*Given passage*.
- - - - - - -

# Red Top Cobalt female??????



## sshavney (Sep 25, 2008)

I bought this "female" about 1 1/2 months ago. The guy at the store (very knowledgable usually) said that she was a red top female. I am just wanting to make sure, I have a Red Top cobalt male and do not want to cross breed.










not sure how to do this picture thing.....


----------



## cichlidaholic (Dec 7, 2005)

I'm hearing alot of "red top Cobalt", but I believe you're referring to "Ice Blue zebras" or Metriaclima greshakei. These new common names the LFS are coming up with can cause alot of confusion!

That _looks_ like a female greshakei, but it could also be another species or two in the dimorphic zebra family.

I'd have to see a pic of the male to confirm that it is a male greshakei.


----------



## sshavney (Sep 25, 2008)

i tried to figure out how to put a picture up but obviuosly failed...

- - - - - - -

Stored records
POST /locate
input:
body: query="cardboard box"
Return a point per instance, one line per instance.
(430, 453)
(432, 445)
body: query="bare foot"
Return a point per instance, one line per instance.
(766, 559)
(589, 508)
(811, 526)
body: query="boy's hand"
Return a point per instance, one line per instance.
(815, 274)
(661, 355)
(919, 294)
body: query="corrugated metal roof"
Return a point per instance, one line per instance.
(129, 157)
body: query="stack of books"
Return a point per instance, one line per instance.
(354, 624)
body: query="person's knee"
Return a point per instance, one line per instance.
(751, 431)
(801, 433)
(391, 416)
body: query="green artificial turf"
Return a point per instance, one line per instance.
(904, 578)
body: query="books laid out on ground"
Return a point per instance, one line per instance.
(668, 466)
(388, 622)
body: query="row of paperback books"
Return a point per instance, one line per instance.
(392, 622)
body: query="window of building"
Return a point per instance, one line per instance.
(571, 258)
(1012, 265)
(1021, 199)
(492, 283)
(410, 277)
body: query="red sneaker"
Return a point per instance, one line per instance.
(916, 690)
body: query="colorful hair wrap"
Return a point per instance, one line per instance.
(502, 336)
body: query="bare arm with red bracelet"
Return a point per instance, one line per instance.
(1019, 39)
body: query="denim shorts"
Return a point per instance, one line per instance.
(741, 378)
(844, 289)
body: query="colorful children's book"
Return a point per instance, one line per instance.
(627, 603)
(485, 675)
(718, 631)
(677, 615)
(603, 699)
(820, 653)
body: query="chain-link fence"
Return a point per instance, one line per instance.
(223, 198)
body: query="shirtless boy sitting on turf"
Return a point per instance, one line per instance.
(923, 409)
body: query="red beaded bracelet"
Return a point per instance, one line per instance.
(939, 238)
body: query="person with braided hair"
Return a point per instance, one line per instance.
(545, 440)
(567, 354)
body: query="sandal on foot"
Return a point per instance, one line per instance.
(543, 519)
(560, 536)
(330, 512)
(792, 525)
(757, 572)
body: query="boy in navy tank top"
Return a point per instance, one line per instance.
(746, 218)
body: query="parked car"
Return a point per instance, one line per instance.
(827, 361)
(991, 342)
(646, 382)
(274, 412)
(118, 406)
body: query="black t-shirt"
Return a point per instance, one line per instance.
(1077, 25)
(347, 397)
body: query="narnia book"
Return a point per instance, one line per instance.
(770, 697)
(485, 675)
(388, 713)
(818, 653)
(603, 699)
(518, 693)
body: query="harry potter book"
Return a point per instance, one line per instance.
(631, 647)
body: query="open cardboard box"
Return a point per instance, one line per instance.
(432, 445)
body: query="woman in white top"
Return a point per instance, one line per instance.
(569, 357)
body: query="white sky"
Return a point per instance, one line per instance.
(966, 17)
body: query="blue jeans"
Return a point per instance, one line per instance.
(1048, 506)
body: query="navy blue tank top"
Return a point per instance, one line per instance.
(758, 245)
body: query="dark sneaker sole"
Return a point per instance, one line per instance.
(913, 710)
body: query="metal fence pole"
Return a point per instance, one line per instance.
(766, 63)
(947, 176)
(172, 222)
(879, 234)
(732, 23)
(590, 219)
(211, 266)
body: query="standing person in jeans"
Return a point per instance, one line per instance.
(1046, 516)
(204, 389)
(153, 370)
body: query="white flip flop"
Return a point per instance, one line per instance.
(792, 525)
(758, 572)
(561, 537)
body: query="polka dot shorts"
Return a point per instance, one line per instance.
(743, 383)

- - - - - - -

*Action item A*.
Answer these questions from the red top cobalt thread:
(i) How long ago did sshavney buy the fish described as a "female"?
(ii) What scientific name does cichlidaholic give for the fish being referred to?
(iii) What does cichlidaholic say is needed to confirm that the male is a male greshakei?
*Action item B*. Write out the part of the red top cobalt thread that starts with "not sure how" and goes on through "dimorphic zebra family.".

*Written response A*.
(i) About 1 1/2 months ago.
(ii) Metriaclima greshakei.
(iii) A picture of the male.

*Written response B*.
not sure how to do this picture thing.....


----------



## cichlidaholic (Dec 7, 2005)

I'm hearing alot of "red top Cobalt", but I believe you're referring to "Ice Blue zebras" or Metriaclima greshakei. These new common names the LFS are coming up with can cause alot of confusion!

That _looks_ like a female greshakei, but it could also be another species or two in the dimorphic zebra family.